Jobs:
1 - According to the passage on the SABR model and negative rates, why has handling negative rates become an important issue for firms? Answer in one to three sentences.
2 - Render this sentence from the passage on the SABR model and negative rates into Spanish: "While providing realistic probabilities of negative rates, the shifted SABR requires the selection of an arbitrary shift parameter, and it introduces an extra non-calibrated parameter for the SABR model."
3 - Print the SABR passage word for word, from "So how does" up to and including "with negative rates?".

The Free Boundary SABR: Natural Extension to Negative Rates

In the current low interest rate environment, especially in Japan and Europe where some deposit rates are below zero and many market rates are negative, some firms are finding that their option models do not handle negative rates. Dealing with negative strikes and forwards for short maturity caps and swaptions may require firms to modify their whole implementation of cap and swaption volatility surfaces, so this has become an important issue.
One widely used model, the SABR model, has been extended by practitioners to handle negative rates by adding a deterministic positive shift to a rate and then modeling the shifted rated as a SABR process (“shifted SABR”). While providing realistic probabilities of negative rates, the shifted SABR requires the selection of an arbitrary shift parameter, and it introduces an extra non-calibrated parameter for the SABR model.
So how does one decide what the shift parameter should be? What if rates go lower than the parameter? How will lognormal vols behave near the shift position? Is there a better way to deal with negative rates?

Raw records:
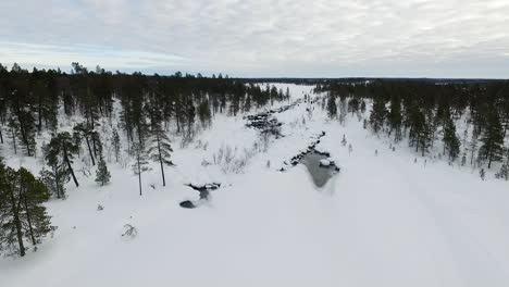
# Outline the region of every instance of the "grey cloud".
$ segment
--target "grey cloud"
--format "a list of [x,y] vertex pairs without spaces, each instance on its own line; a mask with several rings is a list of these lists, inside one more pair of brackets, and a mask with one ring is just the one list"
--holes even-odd
[[[0,41],[27,43],[25,53],[53,47],[32,58],[40,64],[95,45],[116,47],[116,57],[108,50],[111,65],[149,72],[509,77],[506,0],[20,0],[0,10],[16,11],[0,18]],[[62,46],[76,52],[59,55]],[[131,59],[140,51],[154,59]],[[469,63],[482,68],[467,73]]]

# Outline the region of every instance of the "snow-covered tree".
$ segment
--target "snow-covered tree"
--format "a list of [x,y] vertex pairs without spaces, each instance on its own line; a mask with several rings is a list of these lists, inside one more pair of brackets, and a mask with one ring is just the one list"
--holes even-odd
[[105,164],[104,158],[101,155],[97,164],[96,183],[103,186],[110,183],[110,178],[111,178],[110,171],[108,171],[108,166]]
[[145,150],[144,145],[139,142],[134,142],[133,144],[133,154],[135,157],[135,162],[133,163],[133,172],[135,175],[138,176],[138,184],[139,184],[139,195],[142,195],[142,189],[141,189],[141,174],[147,172],[148,169],[148,161],[147,159],[147,152]]

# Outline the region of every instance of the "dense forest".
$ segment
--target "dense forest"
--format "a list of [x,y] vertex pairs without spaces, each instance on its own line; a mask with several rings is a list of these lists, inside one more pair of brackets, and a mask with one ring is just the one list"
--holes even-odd
[[[0,149],[45,164],[36,176],[0,159],[0,251],[24,255],[25,242],[35,247],[54,230],[42,203],[64,199],[70,182],[79,186],[75,160],[97,165],[96,182],[102,186],[111,178],[104,146],[115,162],[128,154],[142,195],[148,161],[160,166],[165,185],[164,169],[173,165],[170,130],[191,140],[197,124],[211,125],[218,113],[235,116],[289,100],[288,89],[261,84],[276,82],[313,85],[321,96],[311,100],[306,95],[306,101],[321,100],[331,118],[342,122],[348,113],[369,111],[363,126],[376,135],[408,140],[423,157],[439,140],[439,155],[450,164],[472,165],[484,178],[484,167],[497,163],[496,176],[508,179],[506,80],[243,79],[88,71],[78,63],[70,73],[0,65]],[[117,125],[111,124],[115,112]],[[59,122],[71,117],[80,122],[71,127]],[[101,125],[108,122],[105,136]],[[37,140],[41,134],[49,135],[47,141]]]
[[[164,166],[173,164],[170,123],[176,125],[178,135],[190,139],[197,121],[207,126],[216,113],[237,115],[288,98],[288,91],[274,86],[246,85],[221,74],[113,74],[99,66],[88,71],[78,63],[67,74],[0,65],[0,149],[10,146],[13,153],[37,157],[46,165],[36,178],[25,169],[5,166],[0,158],[0,250],[24,255],[24,238],[36,246],[38,238],[52,230],[41,203],[51,195],[65,198],[65,184],[71,179],[79,186],[76,159],[87,157],[91,165],[97,164],[96,182],[108,184],[105,141],[115,161],[124,150],[135,159],[133,172],[139,177],[141,195],[148,160],[160,165],[165,185]],[[115,102],[120,104],[120,125],[105,138],[100,120],[112,118]],[[62,129],[59,118],[75,115],[83,122],[71,130]],[[37,142],[42,133],[50,134],[49,142]]]
[[[357,112],[372,104],[369,124],[375,134],[395,141],[408,139],[424,157],[437,139],[450,162],[492,169],[502,162],[498,177],[508,178],[509,82],[507,80],[326,80],[316,91],[327,92],[327,111]],[[339,115],[342,116],[342,115]],[[480,170],[484,174],[484,169]]]

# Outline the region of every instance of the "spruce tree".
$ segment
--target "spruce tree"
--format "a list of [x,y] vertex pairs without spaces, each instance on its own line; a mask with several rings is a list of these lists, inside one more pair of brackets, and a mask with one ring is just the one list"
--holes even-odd
[[134,142],[133,144],[133,154],[135,157],[135,162],[133,163],[133,172],[135,175],[138,176],[138,184],[139,184],[139,195],[142,195],[141,190],[141,174],[144,172],[147,172],[148,169],[148,161],[147,159],[147,152],[145,151],[145,145],[139,144],[139,142]]
[[25,255],[22,200],[16,171],[0,163],[0,250]]
[[456,135],[456,125],[451,118],[446,120],[444,127],[444,150],[447,150],[449,160],[455,161],[460,152],[460,140]]
[[172,145],[170,138],[166,136],[166,133],[164,133],[161,124],[154,124],[151,130],[148,154],[150,160],[158,162],[161,166],[163,186],[166,186],[166,179],[164,177],[164,165],[173,165],[173,162],[170,160],[172,152]]
[[331,118],[334,118],[337,115],[336,97],[334,97],[333,93],[328,93],[327,97],[327,115]]
[[57,175],[57,177],[59,177],[58,175],[61,174],[59,170],[64,167],[65,173],[73,177],[74,184],[76,187],[78,187],[79,184],[76,179],[72,166],[74,153],[76,152],[77,146],[74,144],[71,134],[67,132],[53,135],[51,141],[45,148],[46,162],[53,170],[53,173]]
[[482,146],[479,155],[488,161],[488,169],[493,161],[499,161],[504,152],[504,129],[496,112],[487,117],[486,128],[481,137]]
[[115,161],[119,162],[121,141],[120,141],[120,136],[119,136],[119,132],[116,132],[116,128],[113,128],[113,136],[111,138],[111,145],[113,146],[113,151],[115,153]]
[[42,205],[49,198],[45,185],[27,170],[15,171],[0,162],[0,250],[25,255],[25,239],[34,246],[51,230]]
[[110,183],[110,171],[108,171],[104,158],[101,155],[99,158],[99,163],[97,164],[96,183],[100,184],[101,186],[104,186],[105,184]]
[[50,216],[42,205],[50,197],[49,190],[40,179],[23,167],[20,169],[18,176],[20,194],[24,210],[22,223],[26,236],[36,246],[40,242],[40,238],[51,230]]

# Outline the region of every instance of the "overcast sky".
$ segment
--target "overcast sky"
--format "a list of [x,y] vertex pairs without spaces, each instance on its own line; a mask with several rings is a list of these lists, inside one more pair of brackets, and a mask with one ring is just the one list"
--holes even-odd
[[0,62],[509,78],[509,0],[1,0]]

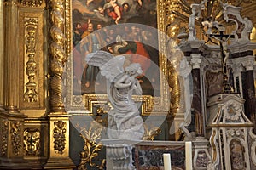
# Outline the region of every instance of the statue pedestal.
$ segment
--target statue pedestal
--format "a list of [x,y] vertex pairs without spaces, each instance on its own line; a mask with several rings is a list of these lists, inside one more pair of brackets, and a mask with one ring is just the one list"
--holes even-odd
[[133,170],[132,149],[140,141],[124,139],[102,140],[106,146],[107,169],[113,170]]
[[164,169],[165,153],[171,155],[172,168],[185,168],[183,141],[106,139],[102,142],[106,146],[107,170]]

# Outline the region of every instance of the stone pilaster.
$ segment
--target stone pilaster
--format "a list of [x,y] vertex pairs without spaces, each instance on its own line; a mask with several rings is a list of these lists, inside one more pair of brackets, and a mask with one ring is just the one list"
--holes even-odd
[[233,59],[233,65],[231,65],[232,71],[233,71],[233,81],[234,81],[234,90],[235,93],[237,93],[243,98],[242,93],[242,80],[241,80],[241,73],[244,71],[244,67],[241,64],[241,60]]
[[193,159],[193,167],[195,170],[207,169],[207,164],[211,160],[208,151],[209,141],[202,137],[197,137],[193,141],[195,155]]
[[204,116],[201,108],[201,73],[200,68],[202,61],[201,54],[191,54],[191,65],[193,76],[193,101],[191,109],[194,110],[195,134],[196,136],[204,136]]
[[244,82],[243,98],[245,101],[245,114],[254,123],[256,129],[256,106],[255,106],[255,87],[253,77],[253,66],[255,65],[255,57],[247,56],[243,58],[243,65],[246,68],[246,81]]

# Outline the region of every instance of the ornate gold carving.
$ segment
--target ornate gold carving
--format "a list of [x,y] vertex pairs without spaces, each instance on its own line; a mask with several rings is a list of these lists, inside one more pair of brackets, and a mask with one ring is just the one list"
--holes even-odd
[[37,71],[37,63],[34,60],[36,54],[36,33],[38,24],[37,18],[26,18],[25,27],[26,36],[25,44],[26,47],[26,54],[28,57],[28,61],[26,63],[26,75],[28,78],[28,82],[26,83],[26,91],[24,94],[24,100],[26,102],[37,102],[38,92],[37,84],[35,82],[35,75]]
[[20,0],[20,3],[27,7],[40,7],[43,0]]
[[21,140],[21,122],[11,122],[11,144],[13,148],[13,152],[15,156],[20,154],[20,150],[22,148]]
[[25,129],[24,152],[26,156],[38,156],[40,154],[40,131],[38,129]]
[[64,112],[62,94],[62,74],[66,63],[67,54],[64,52],[65,36],[63,33],[64,6],[62,0],[51,1],[51,21],[50,36],[53,42],[50,44],[50,106],[54,112]]
[[98,152],[101,151],[103,147],[102,144],[97,144],[96,140],[101,138],[102,131],[104,127],[96,121],[92,121],[88,130],[86,128],[80,128],[79,125],[77,125],[77,128],[80,129],[80,137],[84,140],[84,151],[80,153],[81,162],[78,169],[87,169],[87,163],[89,163],[90,167],[96,167],[99,169],[103,169],[106,160],[102,160],[101,165],[96,165],[96,163],[92,162],[92,160],[98,156]]
[[66,128],[67,123],[63,121],[54,122],[53,129],[54,149],[55,153],[63,154],[66,144]]
[[175,116],[178,108],[180,107],[180,87],[178,82],[178,75],[175,71],[174,66],[170,62],[168,62],[167,70],[169,71],[169,91],[172,96],[170,111],[172,113],[173,116]]
[[158,127],[153,127],[149,129],[147,124],[143,124],[145,133],[143,140],[154,140],[154,139],[161,133],[161,129]]
[[6,156],[8,151],[8,126],[9,122],[6,120],[2,121],[2,132],[1,132],[1,156]]

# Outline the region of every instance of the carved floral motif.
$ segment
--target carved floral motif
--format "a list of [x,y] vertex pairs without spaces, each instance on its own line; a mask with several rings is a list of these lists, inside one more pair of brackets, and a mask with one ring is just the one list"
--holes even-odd
[[8,150],[8,124],[9,122],[3,120],[2,122],[2,144],[1,144],[1,156],[6,156]]
[[11,133],[11,144],[12,144],[13,152],[15,156],[18,156],[20,154],[20,150],[22,148],[20,122],[11,122],[10,133]]
[[59,153],[61,155],[63,154],[66,145],[66,126],[67,123],[63,121],[57,121],[54,122],[54,149],[55,153]]
[[196,159],[196,166],[198,167],[207,167],[209,163],[209,157],[205,151],[199,151]]
[[242,129],[229,129],[227,130],[227,137],[239,137],[244,139],[244,131]]
[[24,93],[24,100],[26,102],[37,102],[38,92],[37,84],[35,82],[35,76],[37,72],[37,63],[35,61],[36,54],[36,34],[38,29],[38,19],[26,18],[25,27],[26,31],[25,44],[26,55],[28,57],[28,61],[26,63],[26,75],[28,78],[28,82],[26,83],[26,91]]
[[43,0],[20,0],[20,3],[27,7],[40,7]]
[[98,169],[103,169],[106,160],[102,160],[101,165],[96,165],[92,161],[99,155],[99,151],[103,147],[102,144],[97,144],[96,140],[101,138],[104,127],[99,122],[93,121],[90,122],[89,129],[80,128],[79,125],[77,125],[77,128],[80,129],[80,137],[84,140],[84,150],[80,153],[81,161],[78,169],[86,169],[86,164],[89,164],[90,167],[96,167]]
[[24,151],[26,156],[40,154],[40,131],[38,129],[25,129]]

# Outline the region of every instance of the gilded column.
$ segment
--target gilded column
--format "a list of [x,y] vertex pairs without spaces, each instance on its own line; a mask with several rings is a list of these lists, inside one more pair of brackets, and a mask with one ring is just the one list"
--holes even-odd
[[4,99],[8,111],[17,112],[18,105],[18,12],[17,2],[7,1],[4,7]]
[[[3,6],[4,5],[4,6]],[[1,2],[0,104],[6,111],[0,115],[0,168],[27,167],[23,160],[25,116],[18,111],[19,104],[19,25],[16,1]],[[3,51],[3,47],[4,51]],[[3,55],[3,60],[2,56]],[[3,75],[2,74],[3,71]],[[3,94],[2,94],[3,93]]]
[[0,1],[0,110],[3,108],[3,6]]
[[69,158],[69,116],[65,112],[62,74],[67,54],[65,52],[65,14],[70,13],[64,0],[50,2],[50,82],[49,82],[49,158],[44,169],[73,169]]
[[256,130],[256,99],[253,77],[253,66],[255,65],[255,57],[247,56],[243,58],[243,65],[246,68],[246,81],[243,86],[243,98],[245,101],[245,114],[254,123],[254,132]]
[[191,54],[191,65],[193,76],[193,100],[191,109],[194,110],[195,125],[196,136],[204,135],[203,114],[201,108],[201,74],[200,67],[201,64],[201,54]]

Solution list:
1 - Handling negative strikes and forwards for short-maturity caps and swaptions may force firms to modify their whole implementation of cap and swaption volatility surfaces. That is why the passage calls it an important issue.

2 - Si bien proporciona probabilidades realistas de tasas negativas, el SABR desplazado requiere la selección de un parámetro de desplazamiento arbitrario e introduce un parámetro adicional no calibrado para el modelo SABR.

3 -
So how does one decide what the shift parameter should be? What if rates go lower than the parameter? How will lognormal vols behave near the shift position? Is there a better way to deal with negative rates?